Exercise task = Pick out each line in the listing below that contains the string "light", and copy those lines. Letter case matters.

— start of Records for processing —

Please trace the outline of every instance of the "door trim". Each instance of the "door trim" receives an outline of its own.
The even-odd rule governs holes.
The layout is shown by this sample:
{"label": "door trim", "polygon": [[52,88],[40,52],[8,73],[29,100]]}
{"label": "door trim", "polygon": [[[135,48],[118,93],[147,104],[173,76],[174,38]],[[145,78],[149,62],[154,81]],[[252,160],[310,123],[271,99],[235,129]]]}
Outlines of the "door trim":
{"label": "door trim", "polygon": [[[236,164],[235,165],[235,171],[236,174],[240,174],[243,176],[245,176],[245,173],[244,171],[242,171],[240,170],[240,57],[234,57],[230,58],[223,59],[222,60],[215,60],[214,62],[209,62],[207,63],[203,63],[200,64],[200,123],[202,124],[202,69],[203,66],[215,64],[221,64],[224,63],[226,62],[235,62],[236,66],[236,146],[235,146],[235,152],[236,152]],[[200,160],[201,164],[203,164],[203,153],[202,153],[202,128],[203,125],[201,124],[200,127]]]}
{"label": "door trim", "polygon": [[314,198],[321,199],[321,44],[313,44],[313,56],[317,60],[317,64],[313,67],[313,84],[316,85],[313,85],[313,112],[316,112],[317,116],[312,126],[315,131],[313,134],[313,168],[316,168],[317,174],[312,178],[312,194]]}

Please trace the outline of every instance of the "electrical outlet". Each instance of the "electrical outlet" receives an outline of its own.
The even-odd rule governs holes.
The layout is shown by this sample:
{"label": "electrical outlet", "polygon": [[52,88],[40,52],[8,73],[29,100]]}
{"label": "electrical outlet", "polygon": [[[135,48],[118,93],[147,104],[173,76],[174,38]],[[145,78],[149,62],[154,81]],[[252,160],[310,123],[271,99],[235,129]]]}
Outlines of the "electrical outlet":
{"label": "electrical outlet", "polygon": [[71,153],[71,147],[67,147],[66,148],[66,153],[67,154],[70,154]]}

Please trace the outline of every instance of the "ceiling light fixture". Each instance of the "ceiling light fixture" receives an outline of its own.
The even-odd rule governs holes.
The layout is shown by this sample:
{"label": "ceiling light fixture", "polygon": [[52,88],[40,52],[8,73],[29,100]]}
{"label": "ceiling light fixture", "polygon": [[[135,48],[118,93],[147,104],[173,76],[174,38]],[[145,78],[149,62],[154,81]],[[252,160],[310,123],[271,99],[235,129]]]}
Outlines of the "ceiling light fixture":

— end of Records for processing —
— start of Records for processing —

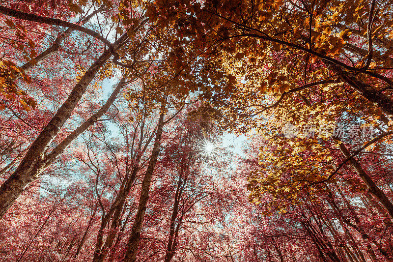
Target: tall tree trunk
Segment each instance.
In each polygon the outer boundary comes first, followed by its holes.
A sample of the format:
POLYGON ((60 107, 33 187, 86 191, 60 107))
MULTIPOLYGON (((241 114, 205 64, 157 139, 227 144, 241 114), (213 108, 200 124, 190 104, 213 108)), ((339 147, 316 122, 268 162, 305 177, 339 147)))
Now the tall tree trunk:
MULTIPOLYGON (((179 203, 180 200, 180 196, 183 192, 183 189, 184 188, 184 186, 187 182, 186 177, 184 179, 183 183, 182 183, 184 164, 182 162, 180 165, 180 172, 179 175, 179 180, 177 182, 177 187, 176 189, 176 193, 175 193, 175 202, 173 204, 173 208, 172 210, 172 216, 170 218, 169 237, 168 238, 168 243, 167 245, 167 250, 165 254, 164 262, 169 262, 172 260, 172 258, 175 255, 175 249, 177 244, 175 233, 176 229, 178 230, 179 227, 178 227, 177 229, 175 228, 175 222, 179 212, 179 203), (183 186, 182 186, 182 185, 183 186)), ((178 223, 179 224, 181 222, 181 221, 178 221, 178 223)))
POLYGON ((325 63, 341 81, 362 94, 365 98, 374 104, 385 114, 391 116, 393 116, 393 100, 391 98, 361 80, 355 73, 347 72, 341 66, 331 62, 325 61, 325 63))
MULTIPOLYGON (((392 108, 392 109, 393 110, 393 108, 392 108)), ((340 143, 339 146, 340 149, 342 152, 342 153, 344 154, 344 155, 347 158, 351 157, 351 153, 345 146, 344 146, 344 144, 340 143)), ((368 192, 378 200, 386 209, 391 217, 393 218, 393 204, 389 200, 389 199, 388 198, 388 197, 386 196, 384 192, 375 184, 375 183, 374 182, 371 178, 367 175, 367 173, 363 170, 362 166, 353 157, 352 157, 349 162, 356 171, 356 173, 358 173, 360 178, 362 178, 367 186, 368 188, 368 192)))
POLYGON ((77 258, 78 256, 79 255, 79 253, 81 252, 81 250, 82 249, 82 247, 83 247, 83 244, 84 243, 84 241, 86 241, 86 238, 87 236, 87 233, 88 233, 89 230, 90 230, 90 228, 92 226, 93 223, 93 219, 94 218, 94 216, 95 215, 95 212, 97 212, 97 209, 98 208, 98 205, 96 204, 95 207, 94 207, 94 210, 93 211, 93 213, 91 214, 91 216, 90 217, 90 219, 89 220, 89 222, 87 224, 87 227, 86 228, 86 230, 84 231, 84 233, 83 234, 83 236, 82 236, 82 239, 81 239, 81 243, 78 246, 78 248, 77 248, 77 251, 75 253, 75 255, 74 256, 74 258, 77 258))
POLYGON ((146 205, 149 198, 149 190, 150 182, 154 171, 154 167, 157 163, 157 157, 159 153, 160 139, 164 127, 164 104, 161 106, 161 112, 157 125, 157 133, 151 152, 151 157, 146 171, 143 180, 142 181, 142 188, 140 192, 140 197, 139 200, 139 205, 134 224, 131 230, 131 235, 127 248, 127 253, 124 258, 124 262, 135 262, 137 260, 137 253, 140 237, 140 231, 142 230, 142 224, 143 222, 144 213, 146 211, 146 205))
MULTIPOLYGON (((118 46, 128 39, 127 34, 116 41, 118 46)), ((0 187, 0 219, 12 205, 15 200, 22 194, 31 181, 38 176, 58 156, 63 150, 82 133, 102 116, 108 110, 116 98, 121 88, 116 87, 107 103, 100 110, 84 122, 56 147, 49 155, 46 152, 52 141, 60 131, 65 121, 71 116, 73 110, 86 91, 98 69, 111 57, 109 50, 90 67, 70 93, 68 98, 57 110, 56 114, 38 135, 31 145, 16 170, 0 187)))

— end of Records for processing —

Exercise output =
Please trace the outline of every instance of the "ceiling light fixture". Each instance of the "ceiling light fixture" receives an outline of its own.
{"label": "ceiling light fixture", "polygon": [[52,88],[40,52],[8,73],[29,100]]}
{"label": "ceiling light fixture", "polygon": [[[135,48],[118,93],[147,104],[173,76],[174,38]],[[145,78],[149,62],[154,81]],[[252,160],[310,123],[271,99],[235,129]]]}
Outlines of the "ceiling light fixture":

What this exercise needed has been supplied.